## Problem to work on
Find each line in the data below that contains the string "coords", and copy those lines.

# start of Given records

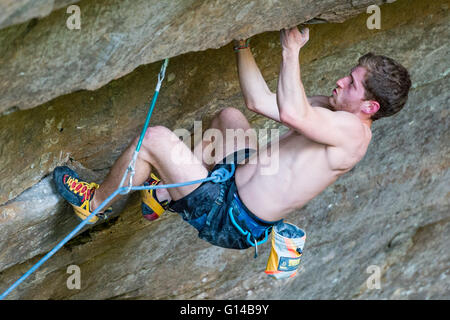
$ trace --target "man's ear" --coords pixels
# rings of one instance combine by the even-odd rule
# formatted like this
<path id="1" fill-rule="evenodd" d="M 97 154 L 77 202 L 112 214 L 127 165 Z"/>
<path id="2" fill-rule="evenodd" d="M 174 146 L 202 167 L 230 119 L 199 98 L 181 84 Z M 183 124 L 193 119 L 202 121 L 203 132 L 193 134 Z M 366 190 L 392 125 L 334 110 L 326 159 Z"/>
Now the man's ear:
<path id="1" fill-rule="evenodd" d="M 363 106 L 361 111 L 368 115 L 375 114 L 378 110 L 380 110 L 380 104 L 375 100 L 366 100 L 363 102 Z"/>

# end of Given records
# start of Given records

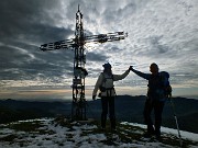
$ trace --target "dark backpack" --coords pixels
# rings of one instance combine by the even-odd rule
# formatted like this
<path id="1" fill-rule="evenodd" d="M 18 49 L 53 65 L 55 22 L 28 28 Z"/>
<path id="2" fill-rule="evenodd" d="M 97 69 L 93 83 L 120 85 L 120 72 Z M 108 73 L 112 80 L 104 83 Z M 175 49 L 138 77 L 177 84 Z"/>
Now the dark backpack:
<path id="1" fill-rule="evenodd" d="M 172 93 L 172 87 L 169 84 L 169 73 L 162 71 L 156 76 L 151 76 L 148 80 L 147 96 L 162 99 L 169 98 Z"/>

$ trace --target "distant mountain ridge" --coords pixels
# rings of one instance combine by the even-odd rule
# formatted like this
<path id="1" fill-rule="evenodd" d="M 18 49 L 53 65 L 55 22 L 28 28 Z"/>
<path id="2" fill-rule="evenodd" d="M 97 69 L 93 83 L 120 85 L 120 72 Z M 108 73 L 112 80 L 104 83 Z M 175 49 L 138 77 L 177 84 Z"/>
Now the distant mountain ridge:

# end of Given records
# start of Given records

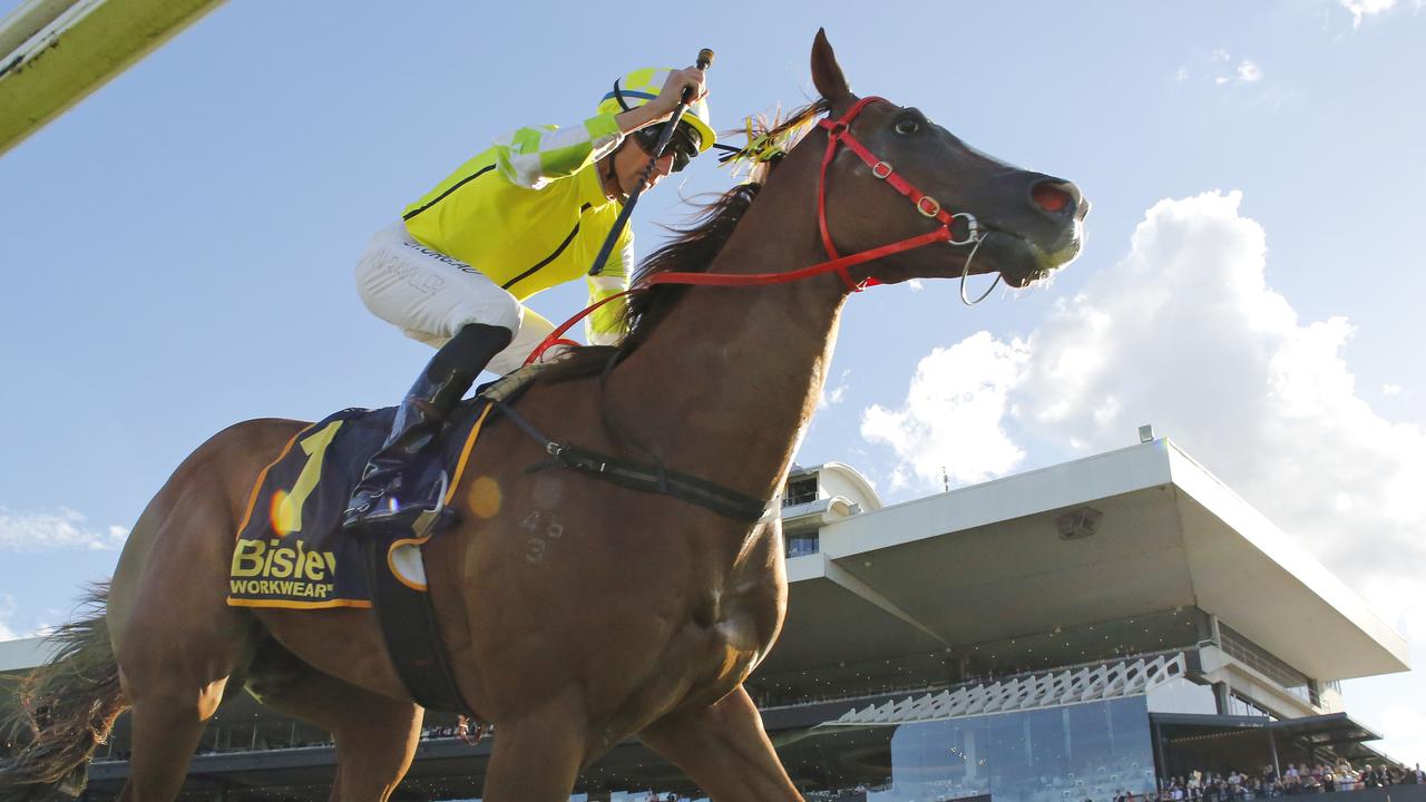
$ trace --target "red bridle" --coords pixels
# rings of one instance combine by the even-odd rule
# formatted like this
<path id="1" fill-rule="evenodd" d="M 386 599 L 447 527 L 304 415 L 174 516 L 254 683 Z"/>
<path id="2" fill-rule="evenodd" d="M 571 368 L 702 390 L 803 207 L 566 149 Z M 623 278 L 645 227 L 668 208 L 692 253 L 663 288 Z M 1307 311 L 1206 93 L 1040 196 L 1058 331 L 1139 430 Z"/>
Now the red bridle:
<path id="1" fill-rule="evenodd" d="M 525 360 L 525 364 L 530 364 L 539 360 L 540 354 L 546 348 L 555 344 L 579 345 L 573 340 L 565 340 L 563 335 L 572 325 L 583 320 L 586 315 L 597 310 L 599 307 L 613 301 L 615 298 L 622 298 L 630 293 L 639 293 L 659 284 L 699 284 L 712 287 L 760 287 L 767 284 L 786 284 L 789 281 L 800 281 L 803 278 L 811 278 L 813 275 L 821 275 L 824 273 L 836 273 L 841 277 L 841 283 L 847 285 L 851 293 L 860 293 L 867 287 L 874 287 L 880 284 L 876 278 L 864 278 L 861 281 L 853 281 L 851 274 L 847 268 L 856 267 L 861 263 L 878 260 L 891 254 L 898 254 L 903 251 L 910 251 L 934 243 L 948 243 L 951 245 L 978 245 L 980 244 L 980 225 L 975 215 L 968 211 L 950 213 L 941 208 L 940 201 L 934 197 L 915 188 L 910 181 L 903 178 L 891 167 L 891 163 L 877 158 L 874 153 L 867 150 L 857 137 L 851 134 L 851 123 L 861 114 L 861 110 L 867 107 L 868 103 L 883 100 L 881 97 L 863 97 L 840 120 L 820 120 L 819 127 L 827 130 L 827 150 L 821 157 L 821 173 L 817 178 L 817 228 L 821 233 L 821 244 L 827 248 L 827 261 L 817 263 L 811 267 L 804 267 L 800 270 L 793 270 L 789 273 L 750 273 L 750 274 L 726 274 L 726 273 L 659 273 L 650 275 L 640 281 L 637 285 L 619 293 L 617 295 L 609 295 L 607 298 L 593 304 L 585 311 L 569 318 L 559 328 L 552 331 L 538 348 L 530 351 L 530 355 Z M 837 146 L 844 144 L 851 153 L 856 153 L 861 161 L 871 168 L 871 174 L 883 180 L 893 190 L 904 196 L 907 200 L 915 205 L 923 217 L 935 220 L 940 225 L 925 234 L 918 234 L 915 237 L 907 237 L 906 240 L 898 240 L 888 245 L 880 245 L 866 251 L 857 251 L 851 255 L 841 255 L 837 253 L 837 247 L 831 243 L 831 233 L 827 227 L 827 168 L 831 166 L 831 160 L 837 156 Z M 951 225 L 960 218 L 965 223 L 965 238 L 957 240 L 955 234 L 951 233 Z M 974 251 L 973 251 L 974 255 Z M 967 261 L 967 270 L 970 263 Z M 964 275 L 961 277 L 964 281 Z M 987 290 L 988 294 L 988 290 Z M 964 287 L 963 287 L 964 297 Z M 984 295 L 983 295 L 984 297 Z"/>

# end of Given records

## Task answer
$ trace --target "man's ear" --coords pixels
$ trace --target "dark backpack" --coords pixels
$ trace --target "distant mountain ridge" --coords pixels
$ trace --target "red bridle" --coords pixels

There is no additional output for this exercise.